### Exercise data:
+++
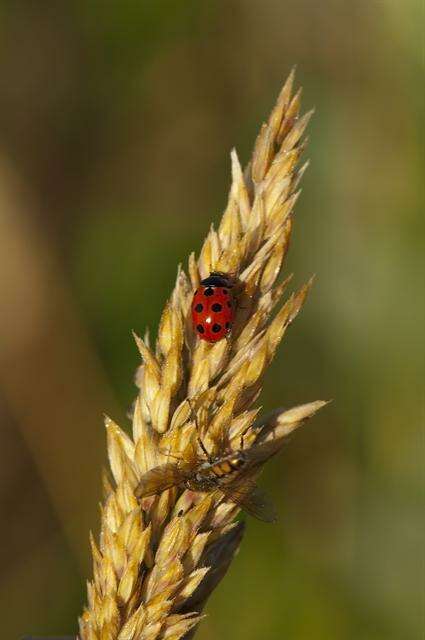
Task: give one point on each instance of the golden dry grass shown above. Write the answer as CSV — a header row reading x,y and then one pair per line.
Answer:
x,y
159,559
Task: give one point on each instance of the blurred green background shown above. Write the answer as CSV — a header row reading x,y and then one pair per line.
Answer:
x,y
116,122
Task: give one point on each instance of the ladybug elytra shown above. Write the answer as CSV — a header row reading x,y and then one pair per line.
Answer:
x,y
213,308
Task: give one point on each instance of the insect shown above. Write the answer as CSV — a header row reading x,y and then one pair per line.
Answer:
x,y
213,307
232,474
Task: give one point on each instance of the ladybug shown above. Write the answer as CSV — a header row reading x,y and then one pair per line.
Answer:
x,y
213,308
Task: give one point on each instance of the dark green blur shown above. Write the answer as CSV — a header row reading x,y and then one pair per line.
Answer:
x,y
116,121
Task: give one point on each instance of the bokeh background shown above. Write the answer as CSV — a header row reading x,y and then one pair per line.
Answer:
x,y
116,122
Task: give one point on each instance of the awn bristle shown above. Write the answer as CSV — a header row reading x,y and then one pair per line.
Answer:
x,y
158,560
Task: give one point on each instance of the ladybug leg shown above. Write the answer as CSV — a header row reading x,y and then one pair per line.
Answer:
x,y
195,420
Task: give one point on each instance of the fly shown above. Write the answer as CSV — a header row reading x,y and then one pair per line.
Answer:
x,y
232,474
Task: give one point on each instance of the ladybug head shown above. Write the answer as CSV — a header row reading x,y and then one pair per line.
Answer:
x,y
217,279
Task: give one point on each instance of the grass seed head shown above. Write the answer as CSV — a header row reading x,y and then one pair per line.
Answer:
x,y
160,558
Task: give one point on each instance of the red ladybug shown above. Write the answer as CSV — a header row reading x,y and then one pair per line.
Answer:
x,y
213,308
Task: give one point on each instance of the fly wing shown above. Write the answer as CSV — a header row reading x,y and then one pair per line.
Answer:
x,y
160,478
251,499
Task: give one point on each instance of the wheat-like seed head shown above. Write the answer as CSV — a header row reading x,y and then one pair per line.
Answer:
x,y
159,559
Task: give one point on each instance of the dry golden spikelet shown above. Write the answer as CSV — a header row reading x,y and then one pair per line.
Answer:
x,y
160,557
+++
### Your instructions:
Pictures stay out; repeat all the rest of the records exactly.

### Problem solution:
Task: give one point on each instance of the golden dry grass shown above. Write the answer as CSV — a header row reading x,y and then one pair per line.
Answer:
x,y
159,559
Task: give one point on each instance of the blurred green background shown above. Write the answer as CSV — a header row reading x,y and then one pair per line.
Answer:
x,y
116,122
Task: give one point on each instance of the ladybug elytra shown above. Write the answer as CSV — a header row reading x,y and then one pair per line.
Answer:
x,y
213,308
Task: give one point on each instance of the insect shown above. Write the answer as CSV — a header row reading x,y and then one pair per line.
Answer:
x,y
213,307
232,474
Task: give one point on each instance of the ladybug shown above. Write the answer as CSV — a header row reading x,y and then one pair per line.
Answer:
x,y
213,308
Task: give one point on each instance of the dark green blur shown above. Write the answer as CSV — a header row reading x,y and then one pair per line.
Answer:
x,y
116,121
Task: give one point on each instance of the bokeh background shown above. Write the answer as CSV — a header row reading x,y and then one pair per line.
Answer:
x,y
116,122
Task: give one point on each instance of the awn bristle shown above. Write the answer as CSV — a header row reading x,y and then one pair per line.
Answer:
x,y
158,560
Task: give one point on each instance of the ladybug leg shown above. Write the answer as CSV — a header row reading x,y and then one pair per line.
Answer:
x,y
195,420
Task: give one point on each instance of the fly shown above. Write the answer as CSV — a header row reading x,y and then one pair per line.
Answer:
x,y
232,474
Task: give one point on each instance of the ladybug head shown above. Write the answer as CSV — a header row reading x,y and then one pair per line.
Answer:
x,y
217,279
Task: give one point on each instance of the grass seed head shown above. Write the answer as CSV — a header row reading x,y and then one pair per line.
Answer:
x,y
160,558
Task: give one point on each instance of the red ladybug shown above. Write the answer as CSV — a header row reading x,y and then one pair per line.
Answer:
x,y
213,308
Task: give one point on each instance of the fly wing shown above. Write the answer as CSV — a header row reading x,y and then one pair per line.
Answer:
x,y
160,478
251,499
Task: give one point on each instance of the wheat-like seed head shown above. Write the answer as CSV — a header row reading x,y and then one pair per line.
Answer:
x,y
159,559
Task: give one point on each instance of the dry golden spikelet shown above. Write the answer as CSV — a header row reading x,y and then one pair per line.
Answer:
x,y
160,557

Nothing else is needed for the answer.